# What needs to be done
Scale the records from the first line through the line containing "[417,135,499,154]", both included. Write out every line again with the requests unchanged, but multiply each bounding box coordinate in the answers by 0.7 and round it to a whole number, rounding halves up.

- - - - - - -

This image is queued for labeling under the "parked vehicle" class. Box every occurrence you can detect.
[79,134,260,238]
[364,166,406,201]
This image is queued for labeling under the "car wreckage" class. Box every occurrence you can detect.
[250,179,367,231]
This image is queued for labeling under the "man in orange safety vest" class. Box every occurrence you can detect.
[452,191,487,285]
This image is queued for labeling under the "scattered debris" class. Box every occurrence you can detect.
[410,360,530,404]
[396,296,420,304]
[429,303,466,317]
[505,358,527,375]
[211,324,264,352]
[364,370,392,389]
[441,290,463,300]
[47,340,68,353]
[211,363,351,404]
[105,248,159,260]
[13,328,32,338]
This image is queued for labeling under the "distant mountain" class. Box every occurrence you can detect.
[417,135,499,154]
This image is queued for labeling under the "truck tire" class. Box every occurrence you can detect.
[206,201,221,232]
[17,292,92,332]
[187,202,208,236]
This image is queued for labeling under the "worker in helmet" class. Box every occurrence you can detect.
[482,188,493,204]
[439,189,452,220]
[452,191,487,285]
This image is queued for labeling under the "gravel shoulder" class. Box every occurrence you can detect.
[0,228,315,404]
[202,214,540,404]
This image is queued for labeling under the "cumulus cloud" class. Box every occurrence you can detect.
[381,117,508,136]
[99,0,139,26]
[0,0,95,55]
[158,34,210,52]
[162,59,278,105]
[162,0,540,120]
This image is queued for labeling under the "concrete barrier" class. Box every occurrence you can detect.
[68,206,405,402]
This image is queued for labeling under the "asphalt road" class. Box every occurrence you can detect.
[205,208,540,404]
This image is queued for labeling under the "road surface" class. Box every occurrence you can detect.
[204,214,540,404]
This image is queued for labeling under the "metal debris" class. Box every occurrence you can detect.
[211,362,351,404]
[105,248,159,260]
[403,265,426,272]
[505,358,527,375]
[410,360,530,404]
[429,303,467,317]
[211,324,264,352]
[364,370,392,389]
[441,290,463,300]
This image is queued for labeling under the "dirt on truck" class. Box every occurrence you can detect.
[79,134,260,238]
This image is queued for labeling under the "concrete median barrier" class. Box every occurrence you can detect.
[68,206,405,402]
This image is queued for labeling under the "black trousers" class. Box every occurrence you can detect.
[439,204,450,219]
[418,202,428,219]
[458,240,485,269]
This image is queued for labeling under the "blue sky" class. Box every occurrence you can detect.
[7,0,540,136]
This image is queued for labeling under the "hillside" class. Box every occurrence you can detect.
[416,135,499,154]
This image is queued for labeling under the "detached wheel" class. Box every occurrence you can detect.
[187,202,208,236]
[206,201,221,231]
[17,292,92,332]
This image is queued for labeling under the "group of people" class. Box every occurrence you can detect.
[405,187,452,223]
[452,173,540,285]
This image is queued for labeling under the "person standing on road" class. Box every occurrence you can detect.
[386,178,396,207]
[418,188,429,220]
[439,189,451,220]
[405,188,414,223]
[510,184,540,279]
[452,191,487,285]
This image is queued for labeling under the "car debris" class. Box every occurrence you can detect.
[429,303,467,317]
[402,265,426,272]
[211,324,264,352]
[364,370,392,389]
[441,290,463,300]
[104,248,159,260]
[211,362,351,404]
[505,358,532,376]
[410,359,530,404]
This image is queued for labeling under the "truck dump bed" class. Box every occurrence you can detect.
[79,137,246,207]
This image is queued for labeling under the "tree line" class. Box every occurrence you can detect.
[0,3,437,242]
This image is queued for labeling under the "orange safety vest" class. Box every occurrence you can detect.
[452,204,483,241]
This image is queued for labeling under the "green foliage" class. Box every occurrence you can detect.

- - - - - - -

# Solution below
This image is queued for labeling under the "parked vehicle" class. Box every occurrence you can detect.
[55,94,182,167]
[255,116,284,141]
This image is queued for labeling under the "car wreckage" class. Box every occurrence you can detect.
[175,125,257,162]
This image is queued for labeling under the "man in orange safety vest" class. Box every occurrence you can detect.
[316,134,341,200]
This image is queued for labeling under the "scattered debris" class. Box every occurrence you can detect.
[287,252,371,283]
[277,207,294,213]
[300,212,326,222]
[354,251,369,263]
[148,227,185,246]
[255,259,274,272]
[309,203,324,210]
[33,238,48,247]
[148,254,246,283]
[74,174,111,182]
[9,230,22,237]
This image is queued for labeling under the "distant mountain" class. Box every occurrence you can detect.
[292,95,349,108]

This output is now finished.